• EXERCISE OBJECTIVE:
Please print every line of the data below word for word, changing nothing.

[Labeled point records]
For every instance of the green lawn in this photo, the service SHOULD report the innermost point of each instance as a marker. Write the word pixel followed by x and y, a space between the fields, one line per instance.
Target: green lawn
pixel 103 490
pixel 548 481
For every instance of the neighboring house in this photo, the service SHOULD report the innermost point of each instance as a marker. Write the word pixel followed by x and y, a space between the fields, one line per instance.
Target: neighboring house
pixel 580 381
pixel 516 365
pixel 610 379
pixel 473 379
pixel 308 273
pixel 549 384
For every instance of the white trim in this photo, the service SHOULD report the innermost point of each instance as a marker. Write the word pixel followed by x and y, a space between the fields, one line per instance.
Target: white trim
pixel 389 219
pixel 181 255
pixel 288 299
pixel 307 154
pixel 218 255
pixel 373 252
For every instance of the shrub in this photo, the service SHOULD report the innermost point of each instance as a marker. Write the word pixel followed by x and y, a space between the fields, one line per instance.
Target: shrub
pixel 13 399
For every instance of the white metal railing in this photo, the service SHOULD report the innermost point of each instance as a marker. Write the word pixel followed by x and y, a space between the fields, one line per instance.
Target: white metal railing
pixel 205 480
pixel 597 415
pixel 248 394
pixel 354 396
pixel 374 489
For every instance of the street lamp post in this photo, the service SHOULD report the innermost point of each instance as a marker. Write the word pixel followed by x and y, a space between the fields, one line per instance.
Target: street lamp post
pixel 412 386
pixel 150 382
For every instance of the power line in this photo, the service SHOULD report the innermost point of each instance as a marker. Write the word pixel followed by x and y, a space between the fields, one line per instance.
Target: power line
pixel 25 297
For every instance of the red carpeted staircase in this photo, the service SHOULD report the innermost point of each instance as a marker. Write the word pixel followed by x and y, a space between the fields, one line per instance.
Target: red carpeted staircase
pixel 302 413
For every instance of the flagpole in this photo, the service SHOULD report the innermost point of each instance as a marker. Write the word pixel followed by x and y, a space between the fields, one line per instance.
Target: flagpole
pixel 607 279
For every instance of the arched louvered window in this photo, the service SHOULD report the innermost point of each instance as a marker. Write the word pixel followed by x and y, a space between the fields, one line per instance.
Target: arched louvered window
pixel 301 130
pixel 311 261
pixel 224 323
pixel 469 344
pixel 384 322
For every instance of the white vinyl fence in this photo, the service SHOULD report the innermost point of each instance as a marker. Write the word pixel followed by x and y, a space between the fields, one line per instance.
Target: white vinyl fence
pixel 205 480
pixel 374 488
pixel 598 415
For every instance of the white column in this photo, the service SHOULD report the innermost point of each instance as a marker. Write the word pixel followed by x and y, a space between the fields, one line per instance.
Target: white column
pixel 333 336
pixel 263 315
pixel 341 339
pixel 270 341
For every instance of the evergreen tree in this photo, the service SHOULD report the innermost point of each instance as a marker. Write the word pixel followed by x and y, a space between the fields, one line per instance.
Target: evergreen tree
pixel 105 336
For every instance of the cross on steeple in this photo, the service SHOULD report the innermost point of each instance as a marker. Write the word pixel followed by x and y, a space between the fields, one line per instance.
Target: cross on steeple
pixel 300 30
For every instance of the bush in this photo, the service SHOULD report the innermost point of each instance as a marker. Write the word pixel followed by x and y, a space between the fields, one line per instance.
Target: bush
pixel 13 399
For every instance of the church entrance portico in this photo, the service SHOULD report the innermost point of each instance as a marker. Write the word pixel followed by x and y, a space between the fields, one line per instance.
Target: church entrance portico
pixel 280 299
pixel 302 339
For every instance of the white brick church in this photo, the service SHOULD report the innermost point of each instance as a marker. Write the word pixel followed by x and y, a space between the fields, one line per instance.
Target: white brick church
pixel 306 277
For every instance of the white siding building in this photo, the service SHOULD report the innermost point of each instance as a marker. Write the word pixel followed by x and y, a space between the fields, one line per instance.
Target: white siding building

• EXERCISE ANSWER:
For every instance of the green lawn in this photo, the service SHOULD report the innermost point of each instance as a marker. Write the word pixel followed by x and y, a space between the fields, one line per instance.
Target: green lawn
pixel 103 490
pixel 548 481
For every instance of the neighboring house in this photo, the service SHOULD report the innermost point of each instance as a marker. Write the word pixel followed by x and y, a space between the fields, one line per instance.
Target: neighboring house
pixel 580 381
pixel 516 365
pixel 610 379
pixel 473 379
pixel 308 273
pixel 549 384
For every instance of the white trim in this photo, the service SHOULD report the innermost point of each instance as a marker. Write the word pixel followed by x and y, a space between the fields, one line per instance.
Target: white trim
pixel 389 219
pixel 181 255
pixel 288 299
pixel 307 154
pixel 218 255
pixel 373 252
For every instance of the shrub in this photo, the service SHOULD report the innermost point of each instance as a marker. Write the word pixel followed by x and y, a space between the fields, one line per instance.
Target: shrub
pixel 13 399
For every instance of the white metal railing in this photo, the service SHOULD report the innermost point of each instance as a marker. Write the word pixel followed by x and y, a space between the fields, one line per instance.
Target: white metal railing
pixel 205 480
pixel 597 415
pixel 248 394
pixel 354 396
pixel 374 489
For every instance of the street lamp post in this photo, the service SHOULD report the innermost point of each instance as a marker. Write the word pixel followed by x and y, a space between the fields, one line per instance.
Target: street lamp post
pixel 412 386
pixel 150 382
For every instance of the power line in this photo, the service SHOULD report the innermost point of each instance as a marker. Write the word pixel followed by x and y, a space between the fields, one line per instance.
Target: power line
pixel 25 297
For every instance of the red carpeted staircase in this photo, the service SHOULD report the innermost point of each instance as a marker. Write the word pixel followed by x and y, a space between the fields, one line per instance.
Target: red carpeted staircase
pixel 302 413
For every instance of the flagpole in this photo, the service SHOULD report the innermost point of each instance as a marker. Write the word pixel followed by x and y, a space between the fields, one line per instance.
Target: flagpole
pixel 607 279
For every instance of the arched louvered window in this photo, the service SHOULD report the innermost point of each instance as a marker. Write the word pixel followed by x and y, a space between the fields, one line per instance.
Target: arched louvered window
pixel 301 130
pixel 311 261
pixel 224 323
pixel 469 344
pixel 384 322
For every instance of the white vinyl fence in this photo, the service SHOULD report the innermost point of each instance as a marker. Write the word pixel followed by x and y, a space between the fields, one line per instance.
Target: white vinyl fence
pixel 205 480
pixel 374 488
pixel 598 415
For every instance of the white column in this photo, the service SHOULD report the innermost point of each instance as a marker. Write the word pixel followed by x and y, a space between the fields, one line per instance.
Target: white column
pixel 333 336
pixel 263 315
pixel 341 339
pixel 270 341
For every instance of the evergreen tree in this photo, the service SHOULD report the innermost point of each instance as a marker. Write the word pixel followed by x and y, a space between the fields, one line per instance.
Target: evergreen tree
pixel 105 336
For every instance of the cross on steeple in this photo, the service SHOULD report the innermost point of each instance as a marker. Write the word pixel followed by x and y, a space between the fields, one line per instance.
Target: cross on steeple
pixel 300 30
For every instance of the bush in this photo, the service SHOULD report the innermost point of each instance as a marker. Write the word pixel followed by x and y, a space between the fields, one line per instance.
Target: bush
pixel 13 399
For every instance of the church entrance portico in this photo, the service SHOULD report the innermost point of each instance as a marker. Write the word pixel followed by x and y, a space between the fields, one line per instance.
Target: church entrance portico
pixel 280 299
pixel 302 339
For every instance of the white brick church in this photo, the service SHOULD report the innermost point of each instance as a marker. Write the word pixel followed by x and y, a space between the fields, one line per instance.
Target: white brick church
pixel 306 277
For every instance of the white siding building in this photo, the service SHOULD report the innermost point of each instance as a marker. Write the word pixel followed by x and y, a space between the fields, one line per instance.
Target: white siding building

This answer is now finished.